◆ **Stored data**
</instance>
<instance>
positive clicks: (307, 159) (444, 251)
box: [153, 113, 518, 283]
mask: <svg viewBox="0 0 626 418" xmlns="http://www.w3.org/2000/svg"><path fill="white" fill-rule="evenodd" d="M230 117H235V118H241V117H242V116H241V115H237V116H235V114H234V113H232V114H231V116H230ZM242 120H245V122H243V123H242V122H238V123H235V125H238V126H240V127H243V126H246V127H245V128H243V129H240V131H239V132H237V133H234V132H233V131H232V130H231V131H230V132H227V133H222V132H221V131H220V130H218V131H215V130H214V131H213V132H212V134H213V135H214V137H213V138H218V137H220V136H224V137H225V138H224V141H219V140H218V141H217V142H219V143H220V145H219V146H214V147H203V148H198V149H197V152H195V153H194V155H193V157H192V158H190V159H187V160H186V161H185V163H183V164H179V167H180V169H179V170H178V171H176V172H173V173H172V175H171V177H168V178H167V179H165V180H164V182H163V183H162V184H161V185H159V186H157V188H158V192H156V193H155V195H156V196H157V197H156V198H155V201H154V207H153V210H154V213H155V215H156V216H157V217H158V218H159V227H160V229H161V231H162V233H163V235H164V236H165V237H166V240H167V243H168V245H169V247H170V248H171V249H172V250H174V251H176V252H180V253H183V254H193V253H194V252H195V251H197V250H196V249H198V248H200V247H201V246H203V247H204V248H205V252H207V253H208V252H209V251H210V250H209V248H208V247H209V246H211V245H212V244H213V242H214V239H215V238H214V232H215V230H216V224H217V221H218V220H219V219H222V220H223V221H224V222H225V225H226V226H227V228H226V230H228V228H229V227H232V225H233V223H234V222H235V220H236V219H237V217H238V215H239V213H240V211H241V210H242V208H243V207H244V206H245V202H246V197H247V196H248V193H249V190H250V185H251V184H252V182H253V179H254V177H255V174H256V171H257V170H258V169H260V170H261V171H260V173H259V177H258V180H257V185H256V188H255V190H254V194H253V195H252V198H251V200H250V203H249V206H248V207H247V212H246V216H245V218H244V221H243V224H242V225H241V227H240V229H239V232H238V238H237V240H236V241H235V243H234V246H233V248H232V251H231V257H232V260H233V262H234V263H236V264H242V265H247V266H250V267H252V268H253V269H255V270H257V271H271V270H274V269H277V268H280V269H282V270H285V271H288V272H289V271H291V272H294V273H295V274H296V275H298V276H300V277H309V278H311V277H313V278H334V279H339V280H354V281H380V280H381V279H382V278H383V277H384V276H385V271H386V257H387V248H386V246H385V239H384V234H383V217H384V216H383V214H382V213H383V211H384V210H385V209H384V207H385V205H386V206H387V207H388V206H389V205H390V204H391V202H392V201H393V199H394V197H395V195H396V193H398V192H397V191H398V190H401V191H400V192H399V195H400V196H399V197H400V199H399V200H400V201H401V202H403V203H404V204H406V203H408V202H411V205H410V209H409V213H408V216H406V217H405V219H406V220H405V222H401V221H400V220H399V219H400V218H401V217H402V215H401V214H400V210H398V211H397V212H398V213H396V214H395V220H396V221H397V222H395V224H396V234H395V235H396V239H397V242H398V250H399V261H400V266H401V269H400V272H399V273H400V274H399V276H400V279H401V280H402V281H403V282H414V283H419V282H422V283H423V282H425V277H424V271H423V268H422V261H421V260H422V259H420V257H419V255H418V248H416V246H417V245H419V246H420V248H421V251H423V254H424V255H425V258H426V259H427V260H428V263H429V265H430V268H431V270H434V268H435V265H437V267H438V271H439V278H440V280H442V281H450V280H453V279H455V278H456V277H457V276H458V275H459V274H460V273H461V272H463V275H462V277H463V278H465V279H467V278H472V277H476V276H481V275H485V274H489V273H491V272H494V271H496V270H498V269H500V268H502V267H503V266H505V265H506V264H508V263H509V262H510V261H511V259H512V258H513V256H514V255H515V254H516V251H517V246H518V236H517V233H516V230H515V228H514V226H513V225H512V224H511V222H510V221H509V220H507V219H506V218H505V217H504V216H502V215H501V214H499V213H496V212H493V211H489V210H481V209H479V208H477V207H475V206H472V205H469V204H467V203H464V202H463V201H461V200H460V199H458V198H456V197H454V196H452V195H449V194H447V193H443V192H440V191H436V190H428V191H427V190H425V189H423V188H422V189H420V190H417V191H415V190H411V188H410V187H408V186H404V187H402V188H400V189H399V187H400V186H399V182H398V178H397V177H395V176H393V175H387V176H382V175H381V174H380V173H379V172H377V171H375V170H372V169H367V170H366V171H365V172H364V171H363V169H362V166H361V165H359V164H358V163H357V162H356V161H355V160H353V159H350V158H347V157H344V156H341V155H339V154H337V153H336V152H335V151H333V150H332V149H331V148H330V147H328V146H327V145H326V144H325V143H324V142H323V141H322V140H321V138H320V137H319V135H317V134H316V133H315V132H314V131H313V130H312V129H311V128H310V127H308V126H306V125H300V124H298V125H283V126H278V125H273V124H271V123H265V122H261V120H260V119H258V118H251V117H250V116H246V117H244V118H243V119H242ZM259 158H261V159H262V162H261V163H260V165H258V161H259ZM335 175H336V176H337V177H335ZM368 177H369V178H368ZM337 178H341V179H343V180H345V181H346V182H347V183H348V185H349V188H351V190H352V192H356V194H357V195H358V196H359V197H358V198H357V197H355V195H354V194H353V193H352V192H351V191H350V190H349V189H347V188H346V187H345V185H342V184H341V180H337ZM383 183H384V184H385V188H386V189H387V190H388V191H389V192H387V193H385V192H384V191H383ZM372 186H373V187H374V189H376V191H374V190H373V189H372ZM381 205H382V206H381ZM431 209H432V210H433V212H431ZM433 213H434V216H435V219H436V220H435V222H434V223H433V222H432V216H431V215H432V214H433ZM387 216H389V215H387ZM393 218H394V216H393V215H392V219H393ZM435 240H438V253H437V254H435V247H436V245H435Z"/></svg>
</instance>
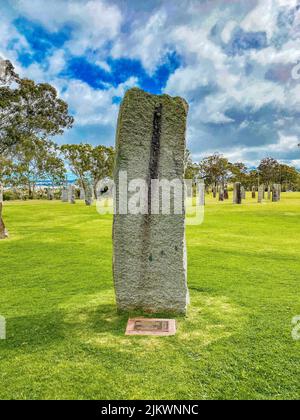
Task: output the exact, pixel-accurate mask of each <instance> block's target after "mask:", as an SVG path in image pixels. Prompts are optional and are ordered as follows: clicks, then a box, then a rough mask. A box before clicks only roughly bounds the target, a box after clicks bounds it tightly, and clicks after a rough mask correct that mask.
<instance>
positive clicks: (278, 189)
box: [277, 184, 282, 201]
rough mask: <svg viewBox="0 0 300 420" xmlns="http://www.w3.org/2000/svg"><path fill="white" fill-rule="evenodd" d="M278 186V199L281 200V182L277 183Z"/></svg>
mask: <svg viewBox="0 0 300 420" xmlns="http://www.w3.org/2000/svg"><path fill="white" fill-rule="evenodd" d="M277 187H278V201H281V192H282V186H281V184H277Z"/></svg>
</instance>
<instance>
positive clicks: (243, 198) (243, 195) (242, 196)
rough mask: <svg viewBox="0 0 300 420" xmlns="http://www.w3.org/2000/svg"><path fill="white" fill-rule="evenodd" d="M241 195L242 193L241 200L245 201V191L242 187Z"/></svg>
mask: <svg viewBox="0 0 300 420" xmlns="http://www.w3.org/2000/svg"><path fill="white" fill-rule="evenodd" d="M241 193H242V199H243V200H246V189H245V187H243V186H242V187H241Z"/></svg>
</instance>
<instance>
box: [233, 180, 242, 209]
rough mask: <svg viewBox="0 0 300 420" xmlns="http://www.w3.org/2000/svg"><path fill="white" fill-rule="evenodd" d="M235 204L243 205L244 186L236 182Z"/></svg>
mask: <svg viewBox="0 0 300 420" xmlns="http://www.w3.org/2000/svg"><path fill="white" fill-rule="evenodd" d="M233 203H234V204H242V184H241V183H240V182H235V183H234V186H233Z"/></svg>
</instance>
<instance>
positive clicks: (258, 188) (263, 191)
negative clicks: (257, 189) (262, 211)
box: [258, 185, 265, 203]
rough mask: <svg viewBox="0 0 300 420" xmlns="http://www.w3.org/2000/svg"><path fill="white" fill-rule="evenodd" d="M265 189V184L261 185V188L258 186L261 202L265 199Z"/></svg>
mask: <svg viewBox="0 0 300 420" xmlns="http://www.w3.org/2000/svg"><path fill="white" fill-rule="evenodd" d="M264 190H265V187H264V185H260V186H259V188H258V202H259V203H262V201H263V198H264Z"/></svg>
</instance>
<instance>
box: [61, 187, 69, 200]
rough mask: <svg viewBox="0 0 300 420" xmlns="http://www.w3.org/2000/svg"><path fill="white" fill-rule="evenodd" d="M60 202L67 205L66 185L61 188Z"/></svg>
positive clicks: (66, 194)
mask: <svg viewBox="0 0 300 420" xmlns="http://www.w3.org/2000/svg"><path fill="white" fill-rule="evenodd" d="M61 201H62V202H63V203H67V202H68V201H69V199H68V187H67V186H66V185H64V186H63V188H62V192H61Z"/></svg>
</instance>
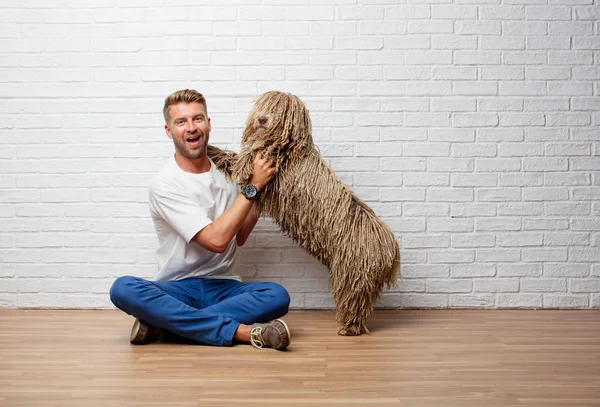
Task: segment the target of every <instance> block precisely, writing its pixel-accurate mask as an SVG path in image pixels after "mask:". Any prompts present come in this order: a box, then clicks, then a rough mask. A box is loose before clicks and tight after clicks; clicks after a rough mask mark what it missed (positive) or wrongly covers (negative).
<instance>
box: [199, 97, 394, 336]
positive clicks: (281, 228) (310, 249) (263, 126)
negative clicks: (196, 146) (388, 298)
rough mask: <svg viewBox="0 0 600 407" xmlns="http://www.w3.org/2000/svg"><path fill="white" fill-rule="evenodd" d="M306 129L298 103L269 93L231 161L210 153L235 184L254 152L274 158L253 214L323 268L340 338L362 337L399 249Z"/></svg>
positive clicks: (311, 127)
mask: <svg viewBox="0 0 600 407" xmlns="http://www.w3.org/2000/svg"><path fill="white" fill-rule="evenodd" d="M311 129H312V125H311V121H310V117H309V113H308V110H307V109H306V107H305V106H304V104H303V103H302V101H301V100H300V99H299V98H297V97H296V96H294V95H291V94H287V93H282V92H276V91H273V92H267V93H265V94H263V95H262V96H260V97H259V98H258V100H257V101H256V103H255V105H254V108H253V110H252V112H251V113H250V115H249V117H248V120H247V122H246V128H245V130H244V134H243V138H242V145H241V151H240V153H239V154H238V155H237V157H236V156H235V154H234V153H232V152H227V151H223V150H219V149H217V148H216V147H213V146H210V148H209V150H208V154H209V156H210V157H211V159H213V161H214V162H215V165H217V167H219V169H221V170H223V171H224V172H227V173H230V174H231V176H232V179H233V180H234V181H235V182H237V183H240V184H244V183H246V182H248V180H249V179H250V176H251V175H252V162H253V160H254V157H255V155H256V153H257V152H258V151H259V150H262V152H263V156H264V157H266V158H269V159H270V160H272V162H273V164H274V166H275V168H276V172H275V175H274V176H273V178H272V180H271V181H270V182H269V184H268V185H267V186H266V187H265V189H264V190H263V191H261V196H260V200H259V202H258V205H257V208H258V211H259V213H261V214H263V215H266V216H269V217H272V218H273V219H274V220H275V221H276V222H277V224H278V225H279V226H280V227H281V229H282V230H283V231H284V232H285V233H286V234H287V235H289V236H290V237H291V238H292V239H293V240H294V241H296V243H298V244H299V245H300V246H302V247H303V248H304V249H306V250H307V251H308V252H309V253H310V254H312V255H313V256H314V257H316V258H317V259H318V260H319V261H321V263H323V264H324V265H325V266H327V267H328V268H329V271H330V281H331V290H332V294H333V298H334V300H335V304H336V307H335V315H336V320H337V322H338V333H339V334H340V335H360V334H362V333H366V332H368V329H367V324H366V322H367V318H368V317H369V316H370V315H371V313H372V312H373V308H374V306H375V303H376V302H377V300H378V299H379V297H380V296H381V294H382V292H383V290H384V288H386V287H390V286H395V285H396V279H397V278H398V277H399V274H400V273H399V269H400V250H399V248H398V242H397V241H396V238H395V236H394V234H393V233H392V232H391V230H390V229H389V228H388V227H387V225H386V224H385V223H383V222H382V221H381V220H380V219H379V218H378V217H377V216H376V215H375V213H374V212H373V210H371V208H369V207H368V206H367V205H366V204H365V203H364V202H363V201H361V200H360V199H358V198H357V197H356V196H354V194H352V192H351V191H350V189H348V187H346V186H345V185H344V184H343V183H342V182H341V181H340V179H339V178H338V177H337V176H336V174H335V173H334V171H333V170H332V169H331V168H330V167H329V166H328V165H327V164H326V163H325V161H324V160H323V159H322V157H321V155H320V153H319V151H318V150H317V148H316V146H315V145H314V143H313V140H312V130H311Z"/></svg>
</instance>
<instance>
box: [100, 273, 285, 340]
mask: <svg viewBox="0 0 600 407" xmlns="http://www.w3.org/2000/svg"><path fill="white" fill-rule="evenodd" d="M110 299H111V301H112V302H113V304H115V306H117V308H119V309H121V310H123V311H125V312H126V313H128V314H129V315H132V316H134V317H136V318H139V319H140V320H142V321H144V322H145V323H147V324H150V325H152V326H155V327H158V328H163V329H166V330H168V331H171V332H173V333H175V334H177V335H179V336H182V337H185V338H190V339H193V340H195V341H198V342H202V343H204V344H209V345H218V346H230V345H232V342H233V335H234V333H235V331H236V330H237V328H238V326H239V325H240V324H245V325H251V324H253V323H256V322H267V321H270V320H272V319H276V318H280V317H282V316H283V315H285V314H287V312H288V307H289V305H290V296H289V294H288V292H287V291H286V289H285V288H283V287H282V286H281V285H279V284H275V283H260V282H258V283H241V282H239V281H236V280H225V279H219V280H217V279H203V278H188V279H185V280H179V281H148V280H144V279H141V278H138V277H131V276H124V277H119V278H118V279H117V280H116V281H115V282H114V284H113V286H112V287H111V289H110Z"/></svg>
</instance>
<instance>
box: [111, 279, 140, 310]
mask: <svg viewBox="0 0 600 407" xmlns="http://www.w3.org/2000/svg"><path fill="white" fill-rule="evenodd" d="M135 280H136V278H135V277H132V276H122V277H119V278H117V279H116V280H115V282H114V283H113V285H112V287H111V288H110V300H111V301H112V303H113V304H115V306H116V307H118V308H121V309H123V306H124V303H125V302H126V300H127V298H131V290H132V287H133V286H134V284H135Z"/></svg>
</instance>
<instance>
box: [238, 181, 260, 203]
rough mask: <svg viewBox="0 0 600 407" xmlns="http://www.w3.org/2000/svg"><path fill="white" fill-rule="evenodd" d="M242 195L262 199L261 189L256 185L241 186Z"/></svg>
mask: <svg viewBox="0 0 600 407" xmlns="http://www.w3.org/2000/svg"><path fill="white" fill-rule="evenodd" d="M240 192H241V193H242V195H244V197H245V198H246V199H248V200H250V201H258V200H259V199H260V190H259V189H258V187H257V186H256V185H253V184H246V185H243V186H242V188H241V191H240Z"/></svg>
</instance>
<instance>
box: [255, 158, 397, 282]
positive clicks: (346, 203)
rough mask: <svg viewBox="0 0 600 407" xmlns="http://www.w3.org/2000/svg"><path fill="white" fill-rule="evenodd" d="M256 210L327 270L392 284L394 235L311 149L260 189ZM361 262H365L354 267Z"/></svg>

◆ **Your assignment**
Taking the records above, retype every line from the one with "positive clicks: (281, 228)" down to the one with "129L298 103L269 93L231", exactly and with nothing else.

◆ **Output**
positive clicks: (281, 228) (310, 249) (263, 126)
negative clicks: (196, 146) (388, 298)
rough mask: <svg viewBox="0 0 600 407" xmlns="http://www.w3.org/2000/svg"><path fill="white" fill-rule="evenodd" d="M306 129L298 103L269 93L231 161L210 153L235 184L254 152L274 158L253 214L323 268L340 338L362 337L399 249Z"/></svg>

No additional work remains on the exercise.